→ Stated goal: Look below for the line with "Objective — one pin per instance of the drawer", and from there restate every line word for word until the entries end.

· · · · · · ·

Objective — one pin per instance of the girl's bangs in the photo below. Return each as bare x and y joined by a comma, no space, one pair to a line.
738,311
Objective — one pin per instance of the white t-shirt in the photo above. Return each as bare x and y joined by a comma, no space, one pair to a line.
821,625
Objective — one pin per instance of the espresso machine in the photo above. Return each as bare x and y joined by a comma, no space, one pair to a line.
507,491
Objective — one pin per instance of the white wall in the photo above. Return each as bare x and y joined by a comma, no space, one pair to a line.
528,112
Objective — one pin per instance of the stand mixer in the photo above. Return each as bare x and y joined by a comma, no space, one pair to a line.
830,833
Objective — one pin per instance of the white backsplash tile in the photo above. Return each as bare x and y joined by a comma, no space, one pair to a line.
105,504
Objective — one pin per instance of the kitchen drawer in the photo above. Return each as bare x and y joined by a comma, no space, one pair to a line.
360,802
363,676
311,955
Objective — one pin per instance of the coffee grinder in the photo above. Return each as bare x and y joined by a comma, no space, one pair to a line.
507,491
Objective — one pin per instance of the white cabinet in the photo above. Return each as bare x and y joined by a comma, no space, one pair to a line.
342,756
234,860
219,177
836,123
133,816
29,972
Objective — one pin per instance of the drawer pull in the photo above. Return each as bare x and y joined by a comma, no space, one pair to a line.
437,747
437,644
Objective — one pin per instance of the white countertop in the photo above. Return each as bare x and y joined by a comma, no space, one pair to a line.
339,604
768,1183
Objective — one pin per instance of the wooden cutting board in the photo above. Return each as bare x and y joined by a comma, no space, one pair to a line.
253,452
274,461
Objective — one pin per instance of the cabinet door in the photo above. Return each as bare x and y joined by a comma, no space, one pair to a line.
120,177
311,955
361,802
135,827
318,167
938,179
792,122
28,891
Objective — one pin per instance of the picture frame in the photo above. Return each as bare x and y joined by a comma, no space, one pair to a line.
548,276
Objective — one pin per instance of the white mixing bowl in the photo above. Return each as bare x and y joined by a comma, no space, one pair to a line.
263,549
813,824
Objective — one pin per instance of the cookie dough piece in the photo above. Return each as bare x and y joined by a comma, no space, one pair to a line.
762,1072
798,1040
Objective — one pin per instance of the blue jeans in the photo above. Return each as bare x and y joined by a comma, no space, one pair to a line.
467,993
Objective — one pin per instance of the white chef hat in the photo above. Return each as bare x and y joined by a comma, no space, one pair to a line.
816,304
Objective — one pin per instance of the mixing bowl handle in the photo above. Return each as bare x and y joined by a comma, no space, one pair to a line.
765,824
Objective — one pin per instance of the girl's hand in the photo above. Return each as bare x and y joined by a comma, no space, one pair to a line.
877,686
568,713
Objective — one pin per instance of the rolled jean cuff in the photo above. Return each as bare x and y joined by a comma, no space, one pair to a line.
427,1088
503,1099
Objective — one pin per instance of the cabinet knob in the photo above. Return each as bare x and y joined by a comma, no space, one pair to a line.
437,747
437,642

· · · · · · ·

→ Written response:
Objective — one pin per instance of the drawer pull in the photo above. Return each as bare x and y joined by a comma, no space, one pair to a line.
437,747
437,644
Objective — one pin per instance of the white countertop in the photo above. Return each as bare x and y joined by a comma, no space, one pair to a line.
339,604
768,1183
Objective — one pin per instance of the wooden cutting board in the photo above. Return each as bare x and y joined by a comma, no space, one pair to a line.
253,452
274,461
Objective — one pin per instance of the cabinet door in the photo above. Return each as bare x and y joined by a comma, no space, one pair to a line.
120,177
311,955
361,802
135,827
318,167
938,179
792,122
28,891
Objective — one pin per instance of the picture frame in the photo above. Return each as bare x and y joined by a comma, no space, one pair to a line.
548,276
Objective — one pin per instance of the white mixing bowl in the photo above. Return each as bare x and y joined by a comma, no space, one pair to a line.
263,549
813,824
Objective — one pin per instance of the cookie dough piece in the photo above. Return each as bare x and y joined by a comma, no space, one pair to a line.
762,1072
798,1040
Objective — one pin per instance of the blue jeans in the photo above. Return each as bare x and y joined by a comma, no space, one pair to a line.
467,993
Objective — one pin per instance of the white chef hat in the photo above. Return each as bare x and y joined by a comma, no space, one pair to a line.
816,304
Objective — one pin per instance of the mixing bowl handle in the photo above. Return each as bare x and y joined by a comma, no space, one pair to a line.
765,824
Objective — one pin per instance of the girl's hand in the photo above. Return each as bare x and y joined by a comma, no space, one pair to a line.
877,686
568,713
Objective — one pin per instance of the rolled jean cuff in the photo above. Return each as bare x and y joined by a comma, no space, one pair to a line.
427,1088
503,1099
Objective — one pin per instance of the cabinet knob in the photo above. Return each as bare x and y joined by a comma, no space, one pair to a line.
437,747
437,642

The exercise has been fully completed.